== LISTED ENTRIES ==
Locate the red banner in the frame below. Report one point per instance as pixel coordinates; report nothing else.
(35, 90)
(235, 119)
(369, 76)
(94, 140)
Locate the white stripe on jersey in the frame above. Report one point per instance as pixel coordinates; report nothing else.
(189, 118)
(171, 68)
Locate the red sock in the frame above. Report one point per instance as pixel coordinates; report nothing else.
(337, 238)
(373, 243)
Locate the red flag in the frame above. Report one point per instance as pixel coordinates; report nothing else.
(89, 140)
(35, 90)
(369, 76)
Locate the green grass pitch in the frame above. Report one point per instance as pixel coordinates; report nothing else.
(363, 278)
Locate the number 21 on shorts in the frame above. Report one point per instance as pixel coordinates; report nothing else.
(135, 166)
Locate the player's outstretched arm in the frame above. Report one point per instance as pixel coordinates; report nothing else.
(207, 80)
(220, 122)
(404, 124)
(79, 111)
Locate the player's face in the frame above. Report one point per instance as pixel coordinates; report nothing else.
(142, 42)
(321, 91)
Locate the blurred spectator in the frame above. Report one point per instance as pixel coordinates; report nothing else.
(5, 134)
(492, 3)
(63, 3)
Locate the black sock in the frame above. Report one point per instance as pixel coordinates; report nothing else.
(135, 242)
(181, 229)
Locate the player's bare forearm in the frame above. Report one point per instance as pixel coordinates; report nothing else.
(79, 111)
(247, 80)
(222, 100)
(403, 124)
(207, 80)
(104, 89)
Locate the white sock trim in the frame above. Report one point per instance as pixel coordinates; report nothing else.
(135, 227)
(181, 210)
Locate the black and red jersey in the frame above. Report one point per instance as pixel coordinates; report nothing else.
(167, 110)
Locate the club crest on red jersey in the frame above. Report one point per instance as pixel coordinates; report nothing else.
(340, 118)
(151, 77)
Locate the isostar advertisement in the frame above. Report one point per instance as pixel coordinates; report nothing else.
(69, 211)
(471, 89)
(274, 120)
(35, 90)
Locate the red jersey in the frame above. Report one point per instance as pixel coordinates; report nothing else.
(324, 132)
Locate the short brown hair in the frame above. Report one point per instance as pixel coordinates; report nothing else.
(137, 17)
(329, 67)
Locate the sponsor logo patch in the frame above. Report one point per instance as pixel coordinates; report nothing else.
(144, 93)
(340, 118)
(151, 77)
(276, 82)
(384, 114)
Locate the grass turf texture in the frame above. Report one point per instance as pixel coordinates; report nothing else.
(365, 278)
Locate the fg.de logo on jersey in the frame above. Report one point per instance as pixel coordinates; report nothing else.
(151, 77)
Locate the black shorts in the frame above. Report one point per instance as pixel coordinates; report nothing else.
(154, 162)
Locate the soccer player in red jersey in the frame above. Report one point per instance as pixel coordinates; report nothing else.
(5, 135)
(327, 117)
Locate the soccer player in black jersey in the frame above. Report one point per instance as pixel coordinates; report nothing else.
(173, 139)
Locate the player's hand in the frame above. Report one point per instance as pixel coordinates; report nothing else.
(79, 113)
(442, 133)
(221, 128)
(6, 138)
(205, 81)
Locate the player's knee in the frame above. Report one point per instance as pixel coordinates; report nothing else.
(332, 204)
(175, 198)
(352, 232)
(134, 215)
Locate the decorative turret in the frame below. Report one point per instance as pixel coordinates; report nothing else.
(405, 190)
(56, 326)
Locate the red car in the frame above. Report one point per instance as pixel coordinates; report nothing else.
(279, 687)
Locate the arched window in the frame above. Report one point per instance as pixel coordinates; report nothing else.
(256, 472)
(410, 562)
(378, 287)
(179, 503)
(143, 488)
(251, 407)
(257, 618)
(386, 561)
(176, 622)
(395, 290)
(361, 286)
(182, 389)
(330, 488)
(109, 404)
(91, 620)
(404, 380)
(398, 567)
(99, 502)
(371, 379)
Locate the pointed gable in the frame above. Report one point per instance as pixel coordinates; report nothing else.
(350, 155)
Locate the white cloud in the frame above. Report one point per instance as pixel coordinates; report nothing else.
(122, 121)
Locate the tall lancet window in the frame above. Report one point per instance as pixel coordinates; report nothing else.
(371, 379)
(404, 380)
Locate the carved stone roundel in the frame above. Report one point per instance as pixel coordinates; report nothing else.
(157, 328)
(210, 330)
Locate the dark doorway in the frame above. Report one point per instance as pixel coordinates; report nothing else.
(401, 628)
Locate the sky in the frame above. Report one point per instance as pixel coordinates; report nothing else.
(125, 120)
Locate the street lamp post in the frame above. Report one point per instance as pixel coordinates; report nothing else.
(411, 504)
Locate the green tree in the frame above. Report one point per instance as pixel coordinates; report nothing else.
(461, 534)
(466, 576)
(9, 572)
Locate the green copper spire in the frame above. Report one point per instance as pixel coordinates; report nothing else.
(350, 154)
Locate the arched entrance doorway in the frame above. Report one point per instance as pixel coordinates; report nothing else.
===
● YOUR OBJECTIVE:
Format the lines above, from the one containing "Locate the tall" through the last line, as a JSON list of strings with one string per line, omitting blank lines.

● WRITTEN REPLY:
[
  "Locate the tall lancet window in the frame above. Report one point per instance as pixel coordinates; report nothing else.",
  "(371, 379)",
  "(404, 380)",
  "Locate the carved stone roundel in the frame above. Report one point per instance as pixel coordinates; report nothing else.",
  "(157, 328)",
  "(210, 330)",
  "Locate the dark doorway in the frame above. Report one point per instance as pixel coordinates; report nothing else.",
  "(401, 628)",
  "Locate the sky in the frame above. Report one point per instance as pixel coordinates; report nothing else.",
  "(125, 120)",
  "Locate the street lamp post in the frame above. Report one point per instance as pixel coordinates; report nothing else.",
  "(411, 504)",
  "Locate the green tree in the frame above. Report one point per instance as pixel coordinates; report nothing else.",
  "(461, 534)",
  "(466, 576)",
  "(9, 572)",
  "Locate the green copper spire in the frame above. Report one point per instance as pixel coordinates; report nothing else.",
  "(350, 154)",
  "Locate the arched entrance doorway in the frame above. Report one point per instance as pixel coordinates; report nothing else."
]